# Task details
Please render all of the material below as a JSON list of strings, with one string per line and blank lines left out. Leave the pictures out of the list.

— start —

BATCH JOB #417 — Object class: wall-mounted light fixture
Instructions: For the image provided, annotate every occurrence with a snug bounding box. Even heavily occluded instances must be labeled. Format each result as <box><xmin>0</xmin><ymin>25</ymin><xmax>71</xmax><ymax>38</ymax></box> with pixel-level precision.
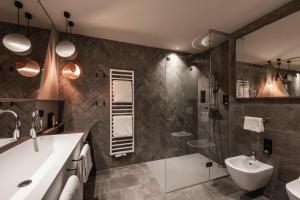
<box><xmin>62</xmin><ymin>62</ymin><xmax>81</xmax><ymax>80</ymax></box>
<box><xmin>55</xmin><ymin>11</ymin><xmax>77</xmax><ymax>60</ymax></box>
<box><xmin>2</xmin><ymin>1</ymin><xmax>31</xmax><ymax>55</ymax></box>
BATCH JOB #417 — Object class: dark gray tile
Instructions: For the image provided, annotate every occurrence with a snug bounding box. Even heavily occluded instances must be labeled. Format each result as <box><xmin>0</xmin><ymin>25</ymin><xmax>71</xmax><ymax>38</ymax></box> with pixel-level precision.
<box><xmin>110</xmin><ymin>175</ymin><xmax>139</xmax><ymax>190</ymax></box>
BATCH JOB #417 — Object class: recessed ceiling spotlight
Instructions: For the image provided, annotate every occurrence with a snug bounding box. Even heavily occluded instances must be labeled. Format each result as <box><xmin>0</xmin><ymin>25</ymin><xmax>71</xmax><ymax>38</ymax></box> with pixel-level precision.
<box><xmin>201</xmin><ymin>35</ymin><xmax>211</xmax><ymax>47</ymax></box>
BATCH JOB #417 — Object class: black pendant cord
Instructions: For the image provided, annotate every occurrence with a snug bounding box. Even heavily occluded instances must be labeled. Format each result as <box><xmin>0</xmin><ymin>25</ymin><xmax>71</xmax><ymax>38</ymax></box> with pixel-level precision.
<box><xmin>68</xmin><ymin>21</ymin><xmax>74</xmax><ymax>41</ymax></box>
<box><xmin>25</xmin><ymin>13</ymin><xmax>32</xmax><ymax>39</ymax></box>
<box><xmin>64</xmin><ymin>11</ymin><xmax>71</xmax><ymax>40</ymax></box>
<box><xmin>15</xmin><ymin>1</ymin><xmax>23</xmax><ymax>33</ymax></box>
<box><xmin>18</xmin><ymin>8</ymin><xmax>20</xmax><ymax>33</ymax></box>
<box><xmin>66</xmin><ymin>18</ymin><xmax>68</xmax><ymax>40</ymax></box>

— end —

# Output below
[
  "BATCH JOB #417 — Object class: wall-mounted light fixture",
  "Instructions: For the image provided, annotate every occurrence with a snug bounding box. Even heavily occluded instances must be labeled. Format each result as <box><xmin>0</xmin><ymin>25</ymin><xmax>71</xmax><ymax>38</ymax></box> with pixel-level precision.",
  "<box><xmin>62</xmin><ymin>62</ymin><xmax>81</xmax><ymax>80</ymax></box>",
  "<box><xmin>55</xmin><ymin>11</ymin><xmax>77</xmax><ymax>60</ymax></box>",
  "<box><xmin>2</xmin><ymin>1</ymin><xmax>31</xmax><ymax>55</ymax></box>",
  "BATCH JOB #417 — Object class: dark gray tile",
  "Instructions: For the image provided, annotate every occurrence with a snug bounding box. Even heavily occluded instances must be labeled. Format each result as <box><xmin>0</xmin><ymin>25</ymin><xmax>71</xmax><ymax>38</ymax></box> with pixel-level precision.",
  "<box><xmin>110</xmin><ymin>175</ymin><xmax>139</xmax><ymax>190</ymax></box>",
  "BATCH JOB #417 — Object class: recessed ceiling spotlight",
  "Instructions: For the image provided, annotate every occurrence with a snug bounding box. Even heavily occluded instances must be labeled. Format each result as <box><xmin>0</xmin><ymin>25</ymin><xmax>71</xmax><ymax>38</ymax></box> with pixel-level precision.",
  "<box><xmin>201</xmin><ymin>35</ymin><xmax>211</xmax><ymax>47</ymax></box>",
  "BATCH JOB #417 — Object class: black pendant cord",
  "Instructions: For the image provided, annotate every occurrence with a snug bounding box. Even heavily occluded instances must be labeled. Format each result as <box><xmin>0</xmin><ymin>25</ymin><xmax>71</xmax><ymax>38</ymax></box> with pixel-level precision.",
  "<box><xmin>68</xmin><ymin>21</ymin><xmax>74</xmax><ymax>41</ymax></box>",
  "<box><xmin>25</xmin><ymin>13</ymin><xmax>32</xmax><ymax>39</ymax></box>",
  "<box><xmin>64</xmin><ymin>11</ymin><xmax>71</xmax><ymax>40</ymax></box>",
  "<box><xmin>15</xmin><ymin>1</ymin><xmax>23</xmax><ymax>33</ymax></box>",
  "<box><xmin>18</xmin><ymin>8</ymin><xmax>20</xmax><ymax>33</ymax></box>",
  "<box><xmin>66</xmin><ymin>18</ymin><xmax>68</xmax><ymax>40</ymax></box>"
]